** Page extract follows **

People who misbehave in Scotland had better watch out in future. If secular justice doesn’t get them, a “higher power” might just be waiting in the wings – well, in the clouds.
This is the fate that, according to a man in a position that ought to dictate that he not talk such rubbish, that awaits the only man convicted of the Lockerbie bombing, Abdelbaset Ali Mohmed al Megrahi, whom the Scottish authorities have, to the amazement of half the world, let go.
They refused Libya a straight prisoner transfer, but released al Megrahi on compassionate grounds, because he has terminal cancer.
And why are people so exercised? Well, the 270 people who died of terminal death got no compassion, that’s why.
It was nothing to do with the British government, and the British Foreign Secretary has been heard on radio today bemoaning the hero’s welcome al Megrahi has received. The Americans aren’t too pleased about Scotland’s decision to release him, either.
But it’s the fatuous comment by the Scottish Justice Secretary, Kenny MacAskill, that’s just as annoying as Libya’s welcome for the man accused of mass murder on and beneath Pan Am flight 103 back in 1988.

** End of Page extract **

Work instructions
Write a continuation of the opinion piece on al Megrahi's release, starting right after its final sentence. The records play no part in this.

** Record excerpts follows **

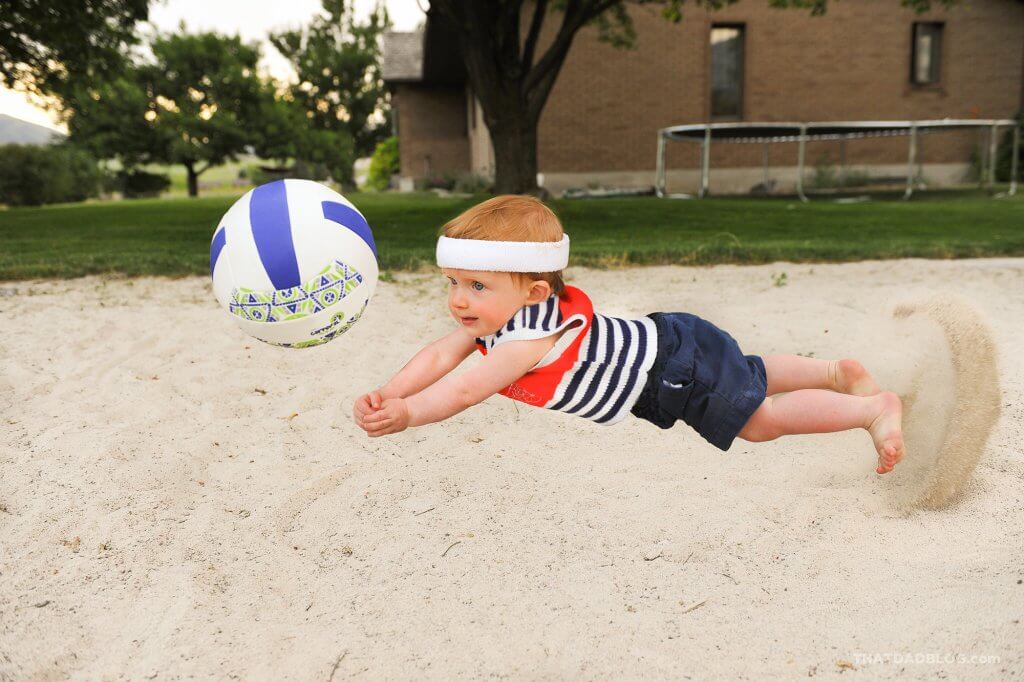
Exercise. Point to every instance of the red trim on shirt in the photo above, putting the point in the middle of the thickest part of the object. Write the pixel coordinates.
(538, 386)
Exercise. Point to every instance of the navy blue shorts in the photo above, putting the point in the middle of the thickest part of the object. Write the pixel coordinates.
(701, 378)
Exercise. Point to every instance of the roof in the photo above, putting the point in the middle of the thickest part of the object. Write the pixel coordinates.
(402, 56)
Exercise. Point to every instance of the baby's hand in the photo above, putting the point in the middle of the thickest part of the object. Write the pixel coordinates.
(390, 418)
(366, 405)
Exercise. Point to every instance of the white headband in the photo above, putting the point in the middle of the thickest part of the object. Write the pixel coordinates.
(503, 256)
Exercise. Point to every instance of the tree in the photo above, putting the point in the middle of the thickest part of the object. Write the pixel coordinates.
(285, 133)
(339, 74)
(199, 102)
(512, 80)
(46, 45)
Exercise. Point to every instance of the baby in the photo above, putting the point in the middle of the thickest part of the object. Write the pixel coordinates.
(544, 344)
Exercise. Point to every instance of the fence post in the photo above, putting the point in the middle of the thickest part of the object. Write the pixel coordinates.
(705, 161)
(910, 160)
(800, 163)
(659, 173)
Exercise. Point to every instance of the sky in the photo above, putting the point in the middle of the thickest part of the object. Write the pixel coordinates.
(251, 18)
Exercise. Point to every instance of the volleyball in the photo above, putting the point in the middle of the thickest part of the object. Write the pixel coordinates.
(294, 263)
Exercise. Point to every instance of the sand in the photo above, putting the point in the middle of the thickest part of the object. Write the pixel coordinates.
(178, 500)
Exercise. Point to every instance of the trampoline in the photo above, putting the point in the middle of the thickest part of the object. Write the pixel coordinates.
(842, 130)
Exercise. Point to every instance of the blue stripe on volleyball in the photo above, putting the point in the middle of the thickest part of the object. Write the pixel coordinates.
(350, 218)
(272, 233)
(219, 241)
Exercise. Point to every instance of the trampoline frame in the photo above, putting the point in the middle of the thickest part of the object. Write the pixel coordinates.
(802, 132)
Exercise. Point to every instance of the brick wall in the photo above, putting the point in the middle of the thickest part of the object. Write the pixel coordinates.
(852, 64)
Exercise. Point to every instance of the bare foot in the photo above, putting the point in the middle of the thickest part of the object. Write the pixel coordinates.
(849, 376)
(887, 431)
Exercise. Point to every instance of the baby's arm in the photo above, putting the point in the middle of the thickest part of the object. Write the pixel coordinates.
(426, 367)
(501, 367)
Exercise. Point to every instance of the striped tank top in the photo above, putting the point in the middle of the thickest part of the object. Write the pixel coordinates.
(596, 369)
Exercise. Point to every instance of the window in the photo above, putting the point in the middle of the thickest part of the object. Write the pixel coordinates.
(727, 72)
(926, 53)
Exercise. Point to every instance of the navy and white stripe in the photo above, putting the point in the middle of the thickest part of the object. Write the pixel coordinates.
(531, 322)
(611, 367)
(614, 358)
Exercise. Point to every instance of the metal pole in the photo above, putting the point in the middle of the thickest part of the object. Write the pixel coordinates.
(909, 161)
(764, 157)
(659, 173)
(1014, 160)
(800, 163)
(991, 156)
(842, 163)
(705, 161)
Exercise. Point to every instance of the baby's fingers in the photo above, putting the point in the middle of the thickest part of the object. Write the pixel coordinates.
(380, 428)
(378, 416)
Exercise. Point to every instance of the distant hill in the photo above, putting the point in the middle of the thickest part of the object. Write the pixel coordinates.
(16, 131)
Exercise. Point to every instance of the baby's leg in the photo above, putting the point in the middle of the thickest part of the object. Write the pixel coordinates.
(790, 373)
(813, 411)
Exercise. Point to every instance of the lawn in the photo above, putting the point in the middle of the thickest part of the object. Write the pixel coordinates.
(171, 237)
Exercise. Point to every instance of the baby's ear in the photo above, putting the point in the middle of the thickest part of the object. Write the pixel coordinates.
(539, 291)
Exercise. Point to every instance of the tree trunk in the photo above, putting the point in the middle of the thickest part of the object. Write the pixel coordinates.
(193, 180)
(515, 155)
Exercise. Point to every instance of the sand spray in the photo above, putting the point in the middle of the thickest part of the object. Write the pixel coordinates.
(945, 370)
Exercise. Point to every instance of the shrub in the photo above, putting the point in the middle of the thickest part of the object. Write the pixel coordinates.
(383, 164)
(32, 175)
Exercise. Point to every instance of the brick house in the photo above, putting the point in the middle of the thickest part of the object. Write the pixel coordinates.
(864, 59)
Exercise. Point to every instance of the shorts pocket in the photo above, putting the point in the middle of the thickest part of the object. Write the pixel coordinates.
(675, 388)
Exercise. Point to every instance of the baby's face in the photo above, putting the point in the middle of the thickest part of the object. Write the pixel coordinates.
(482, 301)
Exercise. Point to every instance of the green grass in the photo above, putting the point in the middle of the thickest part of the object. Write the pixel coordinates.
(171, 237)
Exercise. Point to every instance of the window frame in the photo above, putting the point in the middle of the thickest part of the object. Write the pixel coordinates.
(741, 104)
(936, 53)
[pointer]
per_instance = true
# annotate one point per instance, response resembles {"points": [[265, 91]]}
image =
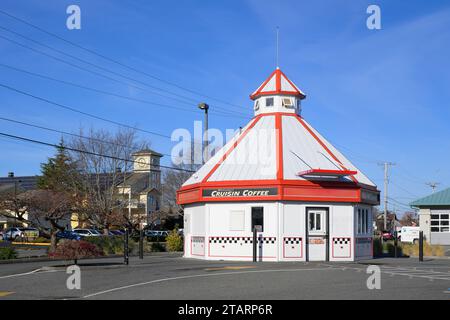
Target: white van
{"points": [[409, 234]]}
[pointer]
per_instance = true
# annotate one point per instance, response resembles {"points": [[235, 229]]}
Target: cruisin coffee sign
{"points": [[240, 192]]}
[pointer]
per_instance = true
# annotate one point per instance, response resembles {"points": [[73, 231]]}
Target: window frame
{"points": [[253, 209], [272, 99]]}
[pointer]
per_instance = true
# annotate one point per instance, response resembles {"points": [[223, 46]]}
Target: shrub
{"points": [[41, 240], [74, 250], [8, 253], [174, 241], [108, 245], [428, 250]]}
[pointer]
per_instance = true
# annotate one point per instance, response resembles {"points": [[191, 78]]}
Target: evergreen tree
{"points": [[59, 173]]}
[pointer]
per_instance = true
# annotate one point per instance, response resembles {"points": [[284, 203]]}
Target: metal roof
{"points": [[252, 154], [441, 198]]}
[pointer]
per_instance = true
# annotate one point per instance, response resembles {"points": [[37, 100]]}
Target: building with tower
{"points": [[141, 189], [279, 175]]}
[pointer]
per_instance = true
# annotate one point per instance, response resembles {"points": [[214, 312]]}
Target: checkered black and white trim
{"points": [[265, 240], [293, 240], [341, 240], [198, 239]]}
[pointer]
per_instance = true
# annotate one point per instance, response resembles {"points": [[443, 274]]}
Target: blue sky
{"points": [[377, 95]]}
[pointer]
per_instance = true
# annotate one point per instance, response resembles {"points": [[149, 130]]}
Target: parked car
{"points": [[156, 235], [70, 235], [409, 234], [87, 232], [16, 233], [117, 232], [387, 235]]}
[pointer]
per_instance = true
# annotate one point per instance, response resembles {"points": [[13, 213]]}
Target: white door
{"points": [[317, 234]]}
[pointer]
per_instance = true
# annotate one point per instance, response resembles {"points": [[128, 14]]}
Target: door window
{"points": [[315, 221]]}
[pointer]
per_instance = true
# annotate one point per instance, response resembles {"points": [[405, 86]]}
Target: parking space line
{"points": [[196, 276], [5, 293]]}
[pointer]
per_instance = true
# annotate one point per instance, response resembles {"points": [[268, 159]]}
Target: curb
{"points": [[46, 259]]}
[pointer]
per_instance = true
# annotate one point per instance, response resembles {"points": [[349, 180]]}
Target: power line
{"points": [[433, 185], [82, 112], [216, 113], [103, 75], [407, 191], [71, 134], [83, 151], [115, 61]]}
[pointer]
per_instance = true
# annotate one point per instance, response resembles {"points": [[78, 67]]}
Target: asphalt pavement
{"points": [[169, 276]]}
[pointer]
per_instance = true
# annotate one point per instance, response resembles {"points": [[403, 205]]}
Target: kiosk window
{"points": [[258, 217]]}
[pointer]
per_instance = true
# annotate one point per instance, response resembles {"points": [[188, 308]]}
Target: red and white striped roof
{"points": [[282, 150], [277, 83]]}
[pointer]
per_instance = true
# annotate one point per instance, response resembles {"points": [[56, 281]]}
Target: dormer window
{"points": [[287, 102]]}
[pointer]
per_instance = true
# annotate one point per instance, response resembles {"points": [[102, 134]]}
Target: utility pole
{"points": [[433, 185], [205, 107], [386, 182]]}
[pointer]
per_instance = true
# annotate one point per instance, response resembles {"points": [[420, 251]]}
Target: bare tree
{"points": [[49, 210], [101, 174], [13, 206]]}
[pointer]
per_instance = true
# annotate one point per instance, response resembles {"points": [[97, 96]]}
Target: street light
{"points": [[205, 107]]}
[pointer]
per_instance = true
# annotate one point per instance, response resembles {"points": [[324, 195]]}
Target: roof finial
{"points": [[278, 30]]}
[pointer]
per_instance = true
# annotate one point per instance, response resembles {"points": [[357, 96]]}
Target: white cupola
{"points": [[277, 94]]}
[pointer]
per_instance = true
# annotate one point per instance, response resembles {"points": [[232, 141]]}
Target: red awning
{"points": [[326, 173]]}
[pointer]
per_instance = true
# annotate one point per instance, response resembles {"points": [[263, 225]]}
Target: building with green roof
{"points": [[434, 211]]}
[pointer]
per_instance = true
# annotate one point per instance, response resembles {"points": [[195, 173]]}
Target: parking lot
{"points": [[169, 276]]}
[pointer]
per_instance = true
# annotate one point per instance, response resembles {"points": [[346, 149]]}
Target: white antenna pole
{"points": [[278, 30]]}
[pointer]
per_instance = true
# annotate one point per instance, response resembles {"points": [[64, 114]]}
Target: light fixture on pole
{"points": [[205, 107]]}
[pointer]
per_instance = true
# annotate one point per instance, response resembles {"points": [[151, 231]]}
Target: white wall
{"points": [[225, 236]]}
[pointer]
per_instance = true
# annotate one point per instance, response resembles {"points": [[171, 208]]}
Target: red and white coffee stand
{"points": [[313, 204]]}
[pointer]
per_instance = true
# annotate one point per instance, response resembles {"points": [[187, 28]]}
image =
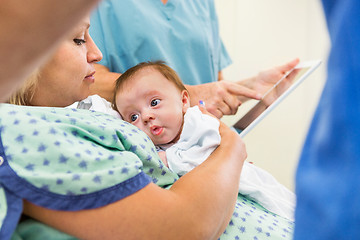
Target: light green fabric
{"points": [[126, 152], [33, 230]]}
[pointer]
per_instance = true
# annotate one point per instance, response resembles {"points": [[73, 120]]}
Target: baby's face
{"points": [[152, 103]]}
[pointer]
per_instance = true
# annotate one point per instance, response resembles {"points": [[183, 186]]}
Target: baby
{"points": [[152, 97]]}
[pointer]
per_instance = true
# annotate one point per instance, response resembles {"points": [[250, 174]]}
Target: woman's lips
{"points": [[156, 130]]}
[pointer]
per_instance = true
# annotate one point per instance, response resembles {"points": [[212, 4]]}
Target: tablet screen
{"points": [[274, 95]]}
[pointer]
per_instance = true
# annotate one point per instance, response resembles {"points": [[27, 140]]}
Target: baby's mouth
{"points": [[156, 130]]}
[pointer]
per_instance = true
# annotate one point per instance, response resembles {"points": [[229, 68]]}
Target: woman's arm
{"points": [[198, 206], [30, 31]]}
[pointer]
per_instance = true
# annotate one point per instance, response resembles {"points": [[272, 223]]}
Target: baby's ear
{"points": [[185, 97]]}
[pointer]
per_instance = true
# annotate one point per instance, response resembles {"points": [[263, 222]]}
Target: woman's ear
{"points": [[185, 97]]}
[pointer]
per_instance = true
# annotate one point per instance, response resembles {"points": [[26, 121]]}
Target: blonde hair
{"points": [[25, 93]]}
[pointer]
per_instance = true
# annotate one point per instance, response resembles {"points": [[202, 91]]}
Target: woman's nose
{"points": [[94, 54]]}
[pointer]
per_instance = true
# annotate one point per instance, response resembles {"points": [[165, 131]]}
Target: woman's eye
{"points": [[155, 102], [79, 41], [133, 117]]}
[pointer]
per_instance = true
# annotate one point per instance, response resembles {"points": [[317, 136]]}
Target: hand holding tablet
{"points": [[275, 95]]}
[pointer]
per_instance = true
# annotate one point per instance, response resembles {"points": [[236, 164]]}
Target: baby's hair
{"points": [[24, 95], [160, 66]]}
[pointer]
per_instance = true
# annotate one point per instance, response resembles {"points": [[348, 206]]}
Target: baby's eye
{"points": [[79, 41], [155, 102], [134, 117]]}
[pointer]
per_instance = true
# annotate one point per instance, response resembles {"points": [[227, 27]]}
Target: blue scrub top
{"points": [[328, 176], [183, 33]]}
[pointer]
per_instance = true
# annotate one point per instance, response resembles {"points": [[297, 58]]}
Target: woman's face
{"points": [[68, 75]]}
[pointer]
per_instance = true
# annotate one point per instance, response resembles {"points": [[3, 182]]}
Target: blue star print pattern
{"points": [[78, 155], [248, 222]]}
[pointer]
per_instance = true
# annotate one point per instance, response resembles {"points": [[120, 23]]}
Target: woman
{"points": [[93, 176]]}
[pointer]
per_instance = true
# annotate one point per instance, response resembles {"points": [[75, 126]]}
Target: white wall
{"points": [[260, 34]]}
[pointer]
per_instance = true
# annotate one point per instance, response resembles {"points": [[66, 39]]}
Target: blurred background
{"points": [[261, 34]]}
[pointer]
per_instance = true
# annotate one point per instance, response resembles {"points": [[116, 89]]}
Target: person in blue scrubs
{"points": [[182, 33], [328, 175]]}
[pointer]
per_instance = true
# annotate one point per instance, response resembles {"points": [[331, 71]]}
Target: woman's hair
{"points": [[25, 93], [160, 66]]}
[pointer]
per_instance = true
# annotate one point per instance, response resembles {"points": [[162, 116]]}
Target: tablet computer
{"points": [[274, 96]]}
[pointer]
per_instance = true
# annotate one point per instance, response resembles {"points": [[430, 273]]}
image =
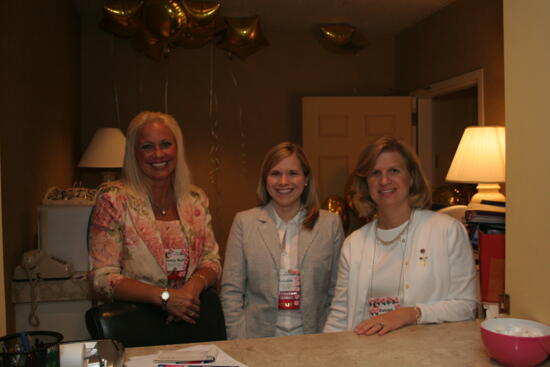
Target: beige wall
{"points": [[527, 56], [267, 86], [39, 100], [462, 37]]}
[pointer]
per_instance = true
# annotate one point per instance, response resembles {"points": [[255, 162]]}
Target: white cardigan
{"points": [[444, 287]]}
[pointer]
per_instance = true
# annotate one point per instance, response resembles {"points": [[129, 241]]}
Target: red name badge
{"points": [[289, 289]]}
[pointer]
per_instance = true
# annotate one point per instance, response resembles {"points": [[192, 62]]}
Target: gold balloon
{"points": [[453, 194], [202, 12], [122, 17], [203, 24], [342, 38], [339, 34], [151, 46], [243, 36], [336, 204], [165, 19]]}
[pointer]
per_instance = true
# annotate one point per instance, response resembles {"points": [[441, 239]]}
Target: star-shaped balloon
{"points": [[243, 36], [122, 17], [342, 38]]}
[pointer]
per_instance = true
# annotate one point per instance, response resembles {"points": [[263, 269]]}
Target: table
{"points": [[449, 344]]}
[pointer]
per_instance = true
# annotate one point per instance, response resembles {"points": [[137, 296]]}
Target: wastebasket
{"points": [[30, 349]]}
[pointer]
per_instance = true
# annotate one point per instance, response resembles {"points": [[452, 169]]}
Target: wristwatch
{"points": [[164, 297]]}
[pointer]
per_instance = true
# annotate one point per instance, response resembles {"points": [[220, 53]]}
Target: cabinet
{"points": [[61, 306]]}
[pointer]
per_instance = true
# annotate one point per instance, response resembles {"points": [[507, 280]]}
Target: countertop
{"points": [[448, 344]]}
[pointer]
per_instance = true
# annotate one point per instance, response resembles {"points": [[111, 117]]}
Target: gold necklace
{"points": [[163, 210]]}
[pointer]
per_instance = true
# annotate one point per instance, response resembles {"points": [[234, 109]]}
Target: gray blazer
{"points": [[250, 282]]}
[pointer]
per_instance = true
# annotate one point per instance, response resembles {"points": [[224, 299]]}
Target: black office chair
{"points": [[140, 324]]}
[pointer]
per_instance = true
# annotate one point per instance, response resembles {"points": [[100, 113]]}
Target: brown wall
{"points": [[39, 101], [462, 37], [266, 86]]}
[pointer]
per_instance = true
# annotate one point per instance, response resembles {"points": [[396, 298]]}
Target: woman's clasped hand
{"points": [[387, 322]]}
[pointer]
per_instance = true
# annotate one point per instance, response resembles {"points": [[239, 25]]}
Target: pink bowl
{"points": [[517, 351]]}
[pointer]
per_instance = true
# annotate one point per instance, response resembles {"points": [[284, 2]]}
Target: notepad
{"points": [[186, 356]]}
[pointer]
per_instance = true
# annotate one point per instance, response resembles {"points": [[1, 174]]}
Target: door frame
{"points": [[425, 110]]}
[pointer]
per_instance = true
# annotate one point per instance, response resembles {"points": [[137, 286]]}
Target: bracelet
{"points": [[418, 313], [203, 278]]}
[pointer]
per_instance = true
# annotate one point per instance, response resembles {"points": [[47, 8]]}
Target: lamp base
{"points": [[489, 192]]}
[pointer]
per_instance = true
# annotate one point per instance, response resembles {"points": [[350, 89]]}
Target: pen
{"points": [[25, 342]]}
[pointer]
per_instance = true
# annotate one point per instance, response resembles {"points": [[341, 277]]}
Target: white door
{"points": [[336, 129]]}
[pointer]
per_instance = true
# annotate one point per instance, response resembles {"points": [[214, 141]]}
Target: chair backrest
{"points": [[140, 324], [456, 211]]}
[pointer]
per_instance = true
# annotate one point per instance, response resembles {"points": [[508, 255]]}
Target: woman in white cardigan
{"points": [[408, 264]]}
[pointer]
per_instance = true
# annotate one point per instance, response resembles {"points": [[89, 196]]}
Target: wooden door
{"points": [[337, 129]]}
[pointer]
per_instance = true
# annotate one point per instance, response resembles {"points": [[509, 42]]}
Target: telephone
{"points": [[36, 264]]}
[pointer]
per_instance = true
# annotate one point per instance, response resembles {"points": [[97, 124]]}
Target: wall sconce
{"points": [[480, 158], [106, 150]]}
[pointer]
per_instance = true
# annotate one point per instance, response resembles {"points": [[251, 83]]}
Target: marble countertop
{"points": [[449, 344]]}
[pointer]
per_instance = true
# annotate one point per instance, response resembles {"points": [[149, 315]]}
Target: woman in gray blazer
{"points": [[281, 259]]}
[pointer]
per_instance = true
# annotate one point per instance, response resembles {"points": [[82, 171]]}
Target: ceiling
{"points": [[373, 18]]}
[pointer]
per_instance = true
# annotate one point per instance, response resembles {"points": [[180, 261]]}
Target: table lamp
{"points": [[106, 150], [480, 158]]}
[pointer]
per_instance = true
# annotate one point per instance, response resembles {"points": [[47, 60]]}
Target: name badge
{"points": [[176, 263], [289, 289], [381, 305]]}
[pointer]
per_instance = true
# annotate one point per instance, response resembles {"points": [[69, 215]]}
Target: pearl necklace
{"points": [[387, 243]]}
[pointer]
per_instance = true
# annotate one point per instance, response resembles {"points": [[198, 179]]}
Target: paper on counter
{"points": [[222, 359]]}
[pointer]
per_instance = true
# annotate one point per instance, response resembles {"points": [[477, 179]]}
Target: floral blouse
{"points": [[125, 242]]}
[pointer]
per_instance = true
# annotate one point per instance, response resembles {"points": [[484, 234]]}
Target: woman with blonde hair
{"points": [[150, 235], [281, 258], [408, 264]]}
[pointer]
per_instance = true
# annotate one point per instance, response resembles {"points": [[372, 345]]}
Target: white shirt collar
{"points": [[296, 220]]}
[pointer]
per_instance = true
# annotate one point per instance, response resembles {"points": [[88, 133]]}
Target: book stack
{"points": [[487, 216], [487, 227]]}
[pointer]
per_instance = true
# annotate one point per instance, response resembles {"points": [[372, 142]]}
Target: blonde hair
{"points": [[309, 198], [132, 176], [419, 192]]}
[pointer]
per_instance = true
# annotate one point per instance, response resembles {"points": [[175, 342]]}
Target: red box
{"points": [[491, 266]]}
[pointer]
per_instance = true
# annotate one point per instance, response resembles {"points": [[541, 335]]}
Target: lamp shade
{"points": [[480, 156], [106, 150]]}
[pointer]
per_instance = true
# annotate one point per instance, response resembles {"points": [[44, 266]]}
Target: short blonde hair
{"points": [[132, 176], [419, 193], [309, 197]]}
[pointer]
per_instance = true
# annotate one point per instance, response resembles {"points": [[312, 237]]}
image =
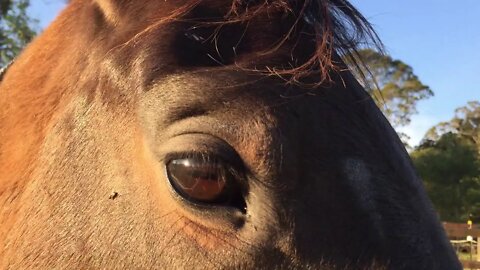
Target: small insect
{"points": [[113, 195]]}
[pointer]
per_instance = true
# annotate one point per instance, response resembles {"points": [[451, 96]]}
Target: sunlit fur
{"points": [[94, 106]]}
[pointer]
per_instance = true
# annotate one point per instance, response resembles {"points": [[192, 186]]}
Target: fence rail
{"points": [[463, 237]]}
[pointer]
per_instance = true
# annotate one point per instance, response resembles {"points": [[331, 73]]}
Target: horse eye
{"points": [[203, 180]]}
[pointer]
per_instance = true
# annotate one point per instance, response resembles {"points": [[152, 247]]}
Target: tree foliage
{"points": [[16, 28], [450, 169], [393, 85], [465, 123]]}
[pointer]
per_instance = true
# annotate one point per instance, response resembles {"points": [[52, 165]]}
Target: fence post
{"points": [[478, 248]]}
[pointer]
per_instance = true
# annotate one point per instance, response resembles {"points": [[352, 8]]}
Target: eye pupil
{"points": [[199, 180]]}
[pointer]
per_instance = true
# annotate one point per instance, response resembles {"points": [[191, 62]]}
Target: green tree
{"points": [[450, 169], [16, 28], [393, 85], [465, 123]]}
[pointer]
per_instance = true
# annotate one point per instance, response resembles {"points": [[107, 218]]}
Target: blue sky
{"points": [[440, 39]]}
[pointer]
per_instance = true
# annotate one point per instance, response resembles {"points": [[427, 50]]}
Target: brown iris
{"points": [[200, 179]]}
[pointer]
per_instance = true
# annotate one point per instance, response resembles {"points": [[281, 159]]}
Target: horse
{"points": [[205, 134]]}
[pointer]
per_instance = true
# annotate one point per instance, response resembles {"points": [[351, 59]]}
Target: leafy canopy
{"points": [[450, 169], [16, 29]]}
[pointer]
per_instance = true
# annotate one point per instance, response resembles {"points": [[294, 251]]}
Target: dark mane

** End of Record excerpts **

Task answer
“With Scotland about to be put under intense scrutiny by Christian Americans and Muslims around the world,” says a story in Scotland’s Herald, “the Justice Secretary said: ‘Those who have been bereaved cannot be expected to forget, let alone forgive. Their pain runs deep and the wounds remain.
“ ‘However, Mr al Megrahi now faces a sentence imposed by a higher power. It is one that no court, in any jurisdiction, in any land, could revoke or overrule. It is terminal, final and irrevocable. He is going to die.’ ”
What a prat!
Does that sort of thinking influence such decisions? That al Megrahi’s imminent death has been “imposed” by some “higher power”? Does Kenny MacAskill believe that al Megrahi will also go on to be judged by this “higher power”? Which power will it be: the Allah version or the God version? Or even the Yahweh version?
Whatever you think of the decision to release him, and whether he deserved compassion when he was in a state whose custodial institutions, while maybe not ideal, are among the most humane in the world – and well able to look after someone with a terminal illness – the fact remains that it was a crime by human beings against human beings, on Earth, and all we should be considering is secular justice.
There’s no higher power, Mr MacAskill. Don’t talk tripe.